## [To do]
Pull out each line below that contains the string "shirt", treating uppercase and lowercase letters as distinct.
BEGIN Recorded information
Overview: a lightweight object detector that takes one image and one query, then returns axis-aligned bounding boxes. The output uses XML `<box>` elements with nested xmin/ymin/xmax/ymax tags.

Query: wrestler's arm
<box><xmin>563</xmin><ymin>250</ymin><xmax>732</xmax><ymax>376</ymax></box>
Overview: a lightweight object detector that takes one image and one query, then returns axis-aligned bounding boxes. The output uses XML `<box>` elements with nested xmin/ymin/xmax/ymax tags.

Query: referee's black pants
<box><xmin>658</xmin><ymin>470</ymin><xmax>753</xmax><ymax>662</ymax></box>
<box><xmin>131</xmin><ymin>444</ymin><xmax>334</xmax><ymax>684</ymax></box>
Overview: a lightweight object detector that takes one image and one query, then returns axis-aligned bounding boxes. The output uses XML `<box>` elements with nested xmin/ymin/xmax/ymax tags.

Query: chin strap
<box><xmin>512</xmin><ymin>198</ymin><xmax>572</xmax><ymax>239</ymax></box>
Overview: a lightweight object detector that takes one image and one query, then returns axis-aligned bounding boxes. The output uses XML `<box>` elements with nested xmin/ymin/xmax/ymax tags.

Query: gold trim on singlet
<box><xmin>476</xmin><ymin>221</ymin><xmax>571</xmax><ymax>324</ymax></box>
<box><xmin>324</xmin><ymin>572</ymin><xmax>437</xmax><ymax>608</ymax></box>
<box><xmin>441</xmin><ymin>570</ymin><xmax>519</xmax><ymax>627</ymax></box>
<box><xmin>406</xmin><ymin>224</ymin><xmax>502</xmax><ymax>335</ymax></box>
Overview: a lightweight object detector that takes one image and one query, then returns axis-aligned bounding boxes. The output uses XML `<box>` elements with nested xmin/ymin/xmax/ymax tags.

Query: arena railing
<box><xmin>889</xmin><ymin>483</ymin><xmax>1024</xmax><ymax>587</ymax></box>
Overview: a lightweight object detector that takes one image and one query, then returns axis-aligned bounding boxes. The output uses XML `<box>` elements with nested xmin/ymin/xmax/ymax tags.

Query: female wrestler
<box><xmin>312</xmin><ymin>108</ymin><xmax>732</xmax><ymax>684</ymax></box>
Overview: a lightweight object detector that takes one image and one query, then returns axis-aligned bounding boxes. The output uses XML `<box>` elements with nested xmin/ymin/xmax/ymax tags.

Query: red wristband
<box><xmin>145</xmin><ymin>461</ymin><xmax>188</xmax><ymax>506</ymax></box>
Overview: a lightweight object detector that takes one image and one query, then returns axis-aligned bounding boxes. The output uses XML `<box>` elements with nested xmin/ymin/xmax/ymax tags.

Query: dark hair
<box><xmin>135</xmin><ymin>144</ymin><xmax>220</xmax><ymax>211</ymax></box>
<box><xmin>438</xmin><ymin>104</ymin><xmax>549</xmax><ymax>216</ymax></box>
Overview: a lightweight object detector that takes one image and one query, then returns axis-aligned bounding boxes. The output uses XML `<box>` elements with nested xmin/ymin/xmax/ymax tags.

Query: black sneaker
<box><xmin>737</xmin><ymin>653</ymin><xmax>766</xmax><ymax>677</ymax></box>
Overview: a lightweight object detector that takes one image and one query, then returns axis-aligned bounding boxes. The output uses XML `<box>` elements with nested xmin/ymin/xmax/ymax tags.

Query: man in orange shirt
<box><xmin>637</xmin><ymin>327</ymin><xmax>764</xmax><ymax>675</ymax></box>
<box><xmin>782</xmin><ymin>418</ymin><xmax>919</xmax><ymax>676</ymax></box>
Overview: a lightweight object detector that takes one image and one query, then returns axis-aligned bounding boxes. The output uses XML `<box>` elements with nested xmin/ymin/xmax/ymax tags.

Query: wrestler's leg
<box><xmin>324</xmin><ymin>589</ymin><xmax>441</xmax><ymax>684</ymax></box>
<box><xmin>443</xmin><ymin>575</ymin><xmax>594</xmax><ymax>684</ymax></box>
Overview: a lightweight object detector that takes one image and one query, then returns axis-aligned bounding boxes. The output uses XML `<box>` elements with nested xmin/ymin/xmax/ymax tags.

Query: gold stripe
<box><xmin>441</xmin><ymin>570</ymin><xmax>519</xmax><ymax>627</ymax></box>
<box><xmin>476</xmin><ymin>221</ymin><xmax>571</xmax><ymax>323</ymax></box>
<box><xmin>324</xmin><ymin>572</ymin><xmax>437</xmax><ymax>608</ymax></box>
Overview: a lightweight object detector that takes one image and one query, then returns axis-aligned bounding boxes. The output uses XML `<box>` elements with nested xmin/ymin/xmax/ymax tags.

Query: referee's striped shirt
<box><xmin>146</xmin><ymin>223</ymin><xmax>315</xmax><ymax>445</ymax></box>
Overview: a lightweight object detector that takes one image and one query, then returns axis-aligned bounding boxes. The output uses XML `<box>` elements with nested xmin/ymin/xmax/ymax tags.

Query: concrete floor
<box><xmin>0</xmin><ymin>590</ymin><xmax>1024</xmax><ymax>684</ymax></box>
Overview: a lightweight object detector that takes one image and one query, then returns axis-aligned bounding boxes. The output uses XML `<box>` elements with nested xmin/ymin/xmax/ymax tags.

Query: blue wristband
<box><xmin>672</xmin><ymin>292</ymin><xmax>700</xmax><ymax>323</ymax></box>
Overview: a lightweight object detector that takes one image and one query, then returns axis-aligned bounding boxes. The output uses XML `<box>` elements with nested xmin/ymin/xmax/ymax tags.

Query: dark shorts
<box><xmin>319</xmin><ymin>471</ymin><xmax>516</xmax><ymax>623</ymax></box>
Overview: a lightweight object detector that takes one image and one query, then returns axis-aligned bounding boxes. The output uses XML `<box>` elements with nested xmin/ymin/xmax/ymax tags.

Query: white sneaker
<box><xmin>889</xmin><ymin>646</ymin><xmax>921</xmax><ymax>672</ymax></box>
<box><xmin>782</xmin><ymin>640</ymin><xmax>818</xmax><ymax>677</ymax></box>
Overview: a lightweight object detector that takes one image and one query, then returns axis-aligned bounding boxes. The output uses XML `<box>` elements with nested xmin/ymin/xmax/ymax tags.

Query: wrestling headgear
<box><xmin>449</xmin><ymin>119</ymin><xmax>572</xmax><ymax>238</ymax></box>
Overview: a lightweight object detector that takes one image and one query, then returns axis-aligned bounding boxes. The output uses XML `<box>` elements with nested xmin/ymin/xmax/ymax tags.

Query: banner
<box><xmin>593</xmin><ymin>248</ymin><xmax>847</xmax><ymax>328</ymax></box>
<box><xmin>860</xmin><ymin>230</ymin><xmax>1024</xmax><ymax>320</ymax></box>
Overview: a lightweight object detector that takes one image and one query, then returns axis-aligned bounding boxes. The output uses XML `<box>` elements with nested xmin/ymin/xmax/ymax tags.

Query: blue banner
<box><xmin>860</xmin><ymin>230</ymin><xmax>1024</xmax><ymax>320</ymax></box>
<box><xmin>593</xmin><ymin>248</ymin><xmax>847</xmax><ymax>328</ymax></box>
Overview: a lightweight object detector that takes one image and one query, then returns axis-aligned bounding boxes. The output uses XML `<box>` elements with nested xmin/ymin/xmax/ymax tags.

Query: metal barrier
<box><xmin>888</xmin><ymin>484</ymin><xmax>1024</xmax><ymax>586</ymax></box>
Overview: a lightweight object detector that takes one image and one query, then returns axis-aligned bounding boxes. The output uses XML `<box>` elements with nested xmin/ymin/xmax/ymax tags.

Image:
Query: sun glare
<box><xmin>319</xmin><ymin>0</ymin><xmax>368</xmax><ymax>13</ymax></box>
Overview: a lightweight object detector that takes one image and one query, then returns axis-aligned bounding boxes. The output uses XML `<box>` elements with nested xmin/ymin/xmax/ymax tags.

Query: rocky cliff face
END Recorded information
## [Exercise output]
Query: man in orange shirt
Query: referee's striped shirt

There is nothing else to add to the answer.